[begin DATA FOR THIS TASK]
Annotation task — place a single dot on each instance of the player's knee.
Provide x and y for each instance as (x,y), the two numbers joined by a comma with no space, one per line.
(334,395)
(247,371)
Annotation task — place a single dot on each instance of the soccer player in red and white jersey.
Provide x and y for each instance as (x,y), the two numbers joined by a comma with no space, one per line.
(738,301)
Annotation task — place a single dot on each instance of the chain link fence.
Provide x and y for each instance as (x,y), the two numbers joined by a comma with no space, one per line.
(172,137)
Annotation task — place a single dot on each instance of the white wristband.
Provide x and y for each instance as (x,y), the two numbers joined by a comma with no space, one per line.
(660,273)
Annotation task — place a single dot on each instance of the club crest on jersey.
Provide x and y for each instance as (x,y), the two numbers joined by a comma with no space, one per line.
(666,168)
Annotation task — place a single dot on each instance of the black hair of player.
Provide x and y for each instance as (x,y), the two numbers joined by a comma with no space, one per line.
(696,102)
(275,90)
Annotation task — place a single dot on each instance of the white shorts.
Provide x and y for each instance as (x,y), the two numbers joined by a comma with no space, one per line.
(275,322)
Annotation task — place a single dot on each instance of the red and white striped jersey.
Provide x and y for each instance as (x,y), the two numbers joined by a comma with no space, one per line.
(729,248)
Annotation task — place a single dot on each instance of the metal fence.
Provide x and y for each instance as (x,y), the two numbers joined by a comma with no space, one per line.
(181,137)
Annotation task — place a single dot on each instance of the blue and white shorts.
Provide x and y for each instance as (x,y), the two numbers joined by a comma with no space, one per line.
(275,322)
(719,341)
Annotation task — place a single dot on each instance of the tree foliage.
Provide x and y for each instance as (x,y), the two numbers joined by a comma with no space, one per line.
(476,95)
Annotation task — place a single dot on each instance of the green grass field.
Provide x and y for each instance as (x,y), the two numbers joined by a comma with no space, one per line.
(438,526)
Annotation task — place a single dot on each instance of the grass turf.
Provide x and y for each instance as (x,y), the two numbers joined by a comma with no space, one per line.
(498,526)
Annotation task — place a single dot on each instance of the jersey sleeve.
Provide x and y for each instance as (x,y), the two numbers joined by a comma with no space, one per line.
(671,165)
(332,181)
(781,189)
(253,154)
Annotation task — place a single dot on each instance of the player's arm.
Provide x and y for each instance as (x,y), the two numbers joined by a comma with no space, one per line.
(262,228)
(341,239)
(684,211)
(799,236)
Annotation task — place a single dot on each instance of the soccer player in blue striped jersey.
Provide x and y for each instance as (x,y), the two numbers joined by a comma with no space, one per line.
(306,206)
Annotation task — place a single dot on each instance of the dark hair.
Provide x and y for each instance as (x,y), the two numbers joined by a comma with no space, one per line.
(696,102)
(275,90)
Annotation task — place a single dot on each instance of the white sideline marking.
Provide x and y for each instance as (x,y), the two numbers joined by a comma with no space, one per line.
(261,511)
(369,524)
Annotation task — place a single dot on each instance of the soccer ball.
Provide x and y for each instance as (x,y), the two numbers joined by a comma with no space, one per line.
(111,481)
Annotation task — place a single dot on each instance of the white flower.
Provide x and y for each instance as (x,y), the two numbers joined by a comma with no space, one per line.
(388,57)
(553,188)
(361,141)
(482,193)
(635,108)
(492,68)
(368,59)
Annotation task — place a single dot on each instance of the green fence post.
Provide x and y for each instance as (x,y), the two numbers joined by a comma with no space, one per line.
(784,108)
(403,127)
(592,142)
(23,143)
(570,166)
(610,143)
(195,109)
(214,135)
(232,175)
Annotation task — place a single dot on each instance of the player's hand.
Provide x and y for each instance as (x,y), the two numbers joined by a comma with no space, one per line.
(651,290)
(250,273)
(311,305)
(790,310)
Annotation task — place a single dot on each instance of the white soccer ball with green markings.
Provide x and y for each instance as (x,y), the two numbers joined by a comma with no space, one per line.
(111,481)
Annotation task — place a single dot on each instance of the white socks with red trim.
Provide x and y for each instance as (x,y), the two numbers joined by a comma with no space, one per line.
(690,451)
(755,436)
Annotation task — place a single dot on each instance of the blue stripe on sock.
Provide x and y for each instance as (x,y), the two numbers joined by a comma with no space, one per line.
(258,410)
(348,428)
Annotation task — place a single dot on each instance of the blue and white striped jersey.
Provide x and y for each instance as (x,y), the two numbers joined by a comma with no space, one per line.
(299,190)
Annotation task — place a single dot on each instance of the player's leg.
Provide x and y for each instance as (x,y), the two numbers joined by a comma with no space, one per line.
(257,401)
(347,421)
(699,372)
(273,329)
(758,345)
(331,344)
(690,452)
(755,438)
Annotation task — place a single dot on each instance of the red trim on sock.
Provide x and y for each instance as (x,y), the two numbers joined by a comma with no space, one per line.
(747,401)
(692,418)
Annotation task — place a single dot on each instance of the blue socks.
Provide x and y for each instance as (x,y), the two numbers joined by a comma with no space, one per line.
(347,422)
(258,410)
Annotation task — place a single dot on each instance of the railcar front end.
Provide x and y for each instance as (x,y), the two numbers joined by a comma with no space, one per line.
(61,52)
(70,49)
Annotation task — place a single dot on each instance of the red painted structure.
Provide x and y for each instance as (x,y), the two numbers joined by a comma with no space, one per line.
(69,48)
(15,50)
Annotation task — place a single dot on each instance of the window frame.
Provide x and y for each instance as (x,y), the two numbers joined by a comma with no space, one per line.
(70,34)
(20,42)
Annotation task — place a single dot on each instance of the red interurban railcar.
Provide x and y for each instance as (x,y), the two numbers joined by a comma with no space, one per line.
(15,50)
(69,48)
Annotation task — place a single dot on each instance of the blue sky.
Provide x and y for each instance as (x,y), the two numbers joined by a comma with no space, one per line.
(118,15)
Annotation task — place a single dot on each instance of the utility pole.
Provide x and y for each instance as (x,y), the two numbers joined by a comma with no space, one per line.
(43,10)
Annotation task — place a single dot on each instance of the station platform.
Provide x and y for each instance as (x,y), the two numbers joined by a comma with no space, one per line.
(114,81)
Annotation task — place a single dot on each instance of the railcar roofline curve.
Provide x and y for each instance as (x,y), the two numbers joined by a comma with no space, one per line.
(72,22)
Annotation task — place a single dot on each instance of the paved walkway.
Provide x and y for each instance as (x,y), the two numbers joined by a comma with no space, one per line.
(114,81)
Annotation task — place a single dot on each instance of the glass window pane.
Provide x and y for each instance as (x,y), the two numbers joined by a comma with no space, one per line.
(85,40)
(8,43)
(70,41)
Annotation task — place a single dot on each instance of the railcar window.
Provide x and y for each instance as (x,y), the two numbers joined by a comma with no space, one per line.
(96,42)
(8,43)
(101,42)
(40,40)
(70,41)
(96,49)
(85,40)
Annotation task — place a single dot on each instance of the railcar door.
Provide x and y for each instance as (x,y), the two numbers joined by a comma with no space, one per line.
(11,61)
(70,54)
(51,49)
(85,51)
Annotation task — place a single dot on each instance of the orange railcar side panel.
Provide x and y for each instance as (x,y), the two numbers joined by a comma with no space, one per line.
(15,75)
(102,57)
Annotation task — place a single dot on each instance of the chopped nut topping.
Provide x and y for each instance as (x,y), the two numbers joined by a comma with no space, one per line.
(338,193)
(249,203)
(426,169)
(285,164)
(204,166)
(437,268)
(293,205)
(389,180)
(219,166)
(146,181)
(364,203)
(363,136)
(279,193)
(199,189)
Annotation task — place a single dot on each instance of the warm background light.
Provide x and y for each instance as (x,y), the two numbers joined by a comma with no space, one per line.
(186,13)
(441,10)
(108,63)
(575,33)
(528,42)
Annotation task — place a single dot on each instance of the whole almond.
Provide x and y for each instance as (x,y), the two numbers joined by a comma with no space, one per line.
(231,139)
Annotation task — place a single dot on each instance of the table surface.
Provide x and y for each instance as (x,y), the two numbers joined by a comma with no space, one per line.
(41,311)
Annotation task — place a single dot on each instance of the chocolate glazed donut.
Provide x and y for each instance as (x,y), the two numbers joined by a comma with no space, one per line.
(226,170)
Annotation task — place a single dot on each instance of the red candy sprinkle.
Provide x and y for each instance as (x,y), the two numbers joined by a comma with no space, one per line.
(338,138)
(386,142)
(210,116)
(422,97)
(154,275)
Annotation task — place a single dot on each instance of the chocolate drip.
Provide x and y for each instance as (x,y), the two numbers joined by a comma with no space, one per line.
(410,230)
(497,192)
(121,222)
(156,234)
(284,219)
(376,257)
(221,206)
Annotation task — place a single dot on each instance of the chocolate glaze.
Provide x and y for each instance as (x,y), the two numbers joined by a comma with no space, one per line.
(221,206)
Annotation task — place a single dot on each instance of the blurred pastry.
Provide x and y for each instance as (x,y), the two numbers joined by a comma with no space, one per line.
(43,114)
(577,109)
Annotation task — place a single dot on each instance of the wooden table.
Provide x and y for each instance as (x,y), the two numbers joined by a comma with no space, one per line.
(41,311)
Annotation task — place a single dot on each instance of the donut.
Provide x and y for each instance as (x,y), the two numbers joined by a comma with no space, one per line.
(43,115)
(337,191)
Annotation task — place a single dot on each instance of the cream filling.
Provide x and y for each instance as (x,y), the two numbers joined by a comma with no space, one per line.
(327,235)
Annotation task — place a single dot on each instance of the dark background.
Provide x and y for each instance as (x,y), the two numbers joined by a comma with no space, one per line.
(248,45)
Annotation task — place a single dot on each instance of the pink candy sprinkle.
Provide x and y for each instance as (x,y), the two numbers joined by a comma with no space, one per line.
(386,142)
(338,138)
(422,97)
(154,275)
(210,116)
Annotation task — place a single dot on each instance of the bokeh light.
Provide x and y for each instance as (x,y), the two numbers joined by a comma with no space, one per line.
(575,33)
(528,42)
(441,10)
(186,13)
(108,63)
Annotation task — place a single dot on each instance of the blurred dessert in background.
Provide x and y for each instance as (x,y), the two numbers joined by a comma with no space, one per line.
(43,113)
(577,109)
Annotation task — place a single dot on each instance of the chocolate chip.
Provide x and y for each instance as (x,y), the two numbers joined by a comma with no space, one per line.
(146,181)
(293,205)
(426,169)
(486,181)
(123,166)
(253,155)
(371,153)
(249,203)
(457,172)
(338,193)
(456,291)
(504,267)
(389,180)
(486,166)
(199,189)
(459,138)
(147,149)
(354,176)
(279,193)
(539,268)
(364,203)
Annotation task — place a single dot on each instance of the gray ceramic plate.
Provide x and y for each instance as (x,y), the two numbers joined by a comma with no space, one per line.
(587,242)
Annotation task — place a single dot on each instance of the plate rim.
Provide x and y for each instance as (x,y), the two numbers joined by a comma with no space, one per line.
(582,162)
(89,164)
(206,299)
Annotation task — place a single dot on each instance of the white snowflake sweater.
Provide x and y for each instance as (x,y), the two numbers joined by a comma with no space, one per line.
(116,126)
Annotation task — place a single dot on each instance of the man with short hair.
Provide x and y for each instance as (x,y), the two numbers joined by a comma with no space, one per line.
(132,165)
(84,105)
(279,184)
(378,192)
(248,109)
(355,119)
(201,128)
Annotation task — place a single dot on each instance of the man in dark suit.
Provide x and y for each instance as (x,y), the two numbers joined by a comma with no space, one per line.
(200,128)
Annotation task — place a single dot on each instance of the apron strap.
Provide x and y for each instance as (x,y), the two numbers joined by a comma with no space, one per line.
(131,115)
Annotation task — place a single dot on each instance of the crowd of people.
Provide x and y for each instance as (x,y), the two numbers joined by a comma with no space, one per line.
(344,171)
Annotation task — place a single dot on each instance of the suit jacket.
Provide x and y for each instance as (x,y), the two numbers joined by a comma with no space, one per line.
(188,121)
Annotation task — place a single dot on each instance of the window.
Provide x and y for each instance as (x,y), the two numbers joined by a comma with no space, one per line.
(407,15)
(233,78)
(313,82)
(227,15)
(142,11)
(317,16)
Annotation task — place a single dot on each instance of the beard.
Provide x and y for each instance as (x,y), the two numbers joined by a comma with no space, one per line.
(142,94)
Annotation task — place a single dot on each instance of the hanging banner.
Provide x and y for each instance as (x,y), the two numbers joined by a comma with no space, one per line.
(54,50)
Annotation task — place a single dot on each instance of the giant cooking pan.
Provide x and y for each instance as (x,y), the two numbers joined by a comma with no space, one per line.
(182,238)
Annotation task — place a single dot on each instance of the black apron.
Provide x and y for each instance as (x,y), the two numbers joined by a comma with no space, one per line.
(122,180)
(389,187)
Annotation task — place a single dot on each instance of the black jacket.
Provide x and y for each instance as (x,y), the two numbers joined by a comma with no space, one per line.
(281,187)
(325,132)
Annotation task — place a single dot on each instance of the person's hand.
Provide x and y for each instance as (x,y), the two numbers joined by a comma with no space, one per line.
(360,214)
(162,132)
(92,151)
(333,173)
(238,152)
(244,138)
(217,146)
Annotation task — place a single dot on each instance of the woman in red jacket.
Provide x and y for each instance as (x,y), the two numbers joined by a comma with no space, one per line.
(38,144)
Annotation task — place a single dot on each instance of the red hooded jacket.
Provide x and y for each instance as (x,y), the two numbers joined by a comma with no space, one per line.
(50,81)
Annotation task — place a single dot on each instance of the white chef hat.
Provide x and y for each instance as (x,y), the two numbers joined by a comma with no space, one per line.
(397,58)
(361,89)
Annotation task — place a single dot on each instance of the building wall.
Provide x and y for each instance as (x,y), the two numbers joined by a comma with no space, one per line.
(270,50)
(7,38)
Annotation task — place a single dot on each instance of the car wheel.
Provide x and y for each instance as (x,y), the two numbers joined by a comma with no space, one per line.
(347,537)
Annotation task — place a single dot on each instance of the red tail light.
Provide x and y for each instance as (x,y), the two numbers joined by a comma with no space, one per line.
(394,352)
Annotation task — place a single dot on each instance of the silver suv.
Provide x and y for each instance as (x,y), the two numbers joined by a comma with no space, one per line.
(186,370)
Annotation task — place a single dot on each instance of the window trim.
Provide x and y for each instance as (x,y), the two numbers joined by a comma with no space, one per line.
[end DATA FOR THIS TASK]
EXERCISE INSTRUCTIONS: Extract every line from the one with "the person's hand." down to the final line above, both included, exactly as written.

EXERCISE SOLUTION:
Annotation task — place a single dot on each instance of the person's hand.
Provide x and y for each instance as (x,y), the two numbers joined by a comma with no space, one per line.
(360,214)
(162,132)
(92,151)
(333,173)
(238,152)
(244,138)
(217,146)
Annotation task — place a single dot on each instance of the woman in red jacket.
Provide x and y for each instance as (x,y), the two numbers joined by a comma with no space, one per line.
(38,144)
Annotation task — place a single dot on each instance of the red hooded jacket.
Provide x and y for each instance as (x,y), the two numbers joined by a comma with no space, one per line.
(50,81)
Annotation task — place a single dot on each instance of the white chef hat.
Provide x and y for each instance as (x,y), the two numbers joined by a comma with no space, one per line.
(397,58)
(361,89)
Annotation task — place a single dot on each instance of the building wall.
Provide x and y for each instance as (x,y), the two numbers joined by a comma with no space, one per line.
(270,50)
(7,38)
Annotation task — place a single dot on each instance of the car wheel.
Provide x and y for each instance as (x,y), the two numbers joined by a comma with no space, one per line.
(347,537)
Annotation task — place a single dot on each instance of the red tail light.
Provide x and y for each instance as (x,y), the two numbers joined by a comma with no space, one per line.
(394,352)
Annotation task — place a single dot on each instance of the silver suv.
Provide x and y for each instance as (x,y), the two numbers joined by a comma with no space, one per line.
(186,370)
Annotation task — place a single dot on each instance of the window trim.
Provide x and y for each instance as (x,y), the two numbers joined by a comma with no space, one per line.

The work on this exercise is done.